### TEXTE FOURNI
----------

En "connivence de plume" avec l'ancien sous-préfet de Bayonne, Pierre Daguerre, qui avait déjà esquissé ses "Croquis au pied des monts" et brossé le "Roman d'une Infante", et avec le préfet Gabriel Delaunay - qui affirmait volontiers que ces amitiés littéraires étaient de "celles qui lui tenaient le plus à coeur", Pierre Espil réunit ainsi pendant quarante ans le monde des Lettres pour "remarquer les différents talents s'intéressant à notre région". Je fus du nombre...
C'était à l'heure où des inquiétudes littéraires et une éloquence fleurie embrassaient encore l'esprit de quelques grands commis de l'Etat qui, nonobstant les devoirs de leur charge, "laissaient faire" aux muses. Louis Ducla, fondateur de l'Académie Pyrénéenne que dirigera plus tard Michel Fabre de Beauchamp, et la princesse Galitzine, personnalité bien connue dans le monde biarrot, les avaient alors rejoints. Sentant son heure venir, Pierre me demanda d’être son continuateur.

Infatigable, Pierre Espil y ajoutait encore ses activités au sein de l'Académie des Lettres pyrénéennes, de l'association régionaliste du Béarn et du Pays Basque, de l'Union Bayonnaise des Arts, des Poètes de l'Adour et de l'Académie des Jeux Floraux dont il était, depuis 1979, maître ès-Jeux.

----------

### LIGNES EXTRAITES
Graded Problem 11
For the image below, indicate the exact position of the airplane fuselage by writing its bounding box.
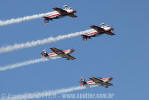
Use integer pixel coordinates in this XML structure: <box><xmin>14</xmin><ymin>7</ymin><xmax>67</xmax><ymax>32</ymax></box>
<box><xmin>86</xmin><ymin>77</ymin><xmax>112</xmax><ymax>85</ymax></box>
<box><xmin>42</xmin><ymin>49</ymin><xmax>74</xmax><ymax>58</ymax></box>
<box><xmin>45</xmin><ymin>9</ymin><xmax>76</xmax><ymax>20</ymax></box>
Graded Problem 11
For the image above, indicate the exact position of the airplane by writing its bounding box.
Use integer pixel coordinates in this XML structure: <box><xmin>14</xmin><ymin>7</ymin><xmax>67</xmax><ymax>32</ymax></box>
<box><xmin>80</xmin><ymin>77</ymin><xmax>113</xmax><ymax>88</ymax></box>
<box><xmin>81</xmin><ymin>23</ymin><xmax>115</xmax><ymax>43</ymax></box>
<box><xmin>43</xmin><ymin>5</ymin><xmax>77</xmax><ymax>24</ymax></box>
<box><xmin>41</xmin><ymin>48</ymin><xmax>76</xmax><ymax>60</ymax></box>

----------

### ÉNONCÉ ÉCRIT
Modifiez le texte sur Pierre Espil, de « C'était à l'heure » jusqu'à « d’être son continuateur. », en mettant « raffinée » à la place de « fleurie ». Les lignes n'ont aucun lien avec le texte sur Pierre Espil.

### CORRIGÉ
C'était à l'heure où des inquiétudes littéraires et une éloquence raffinée embrassaient encore l'esprit de quelques grands commis de l'Etat qui, nonobstant les devoirs de leur charge, "laissaient faire" aux muses. Louis Ducla, fondateur de l'Académie Pyrénéenne que dirigera plus tard Michel Fabre de Beauchamp, et la princesse Galitzine, personnalité bien connue dans le monde biarrot, les avaient alors rejoints. Sentant son heure venir, Pierre me demanda d’être son continuateur.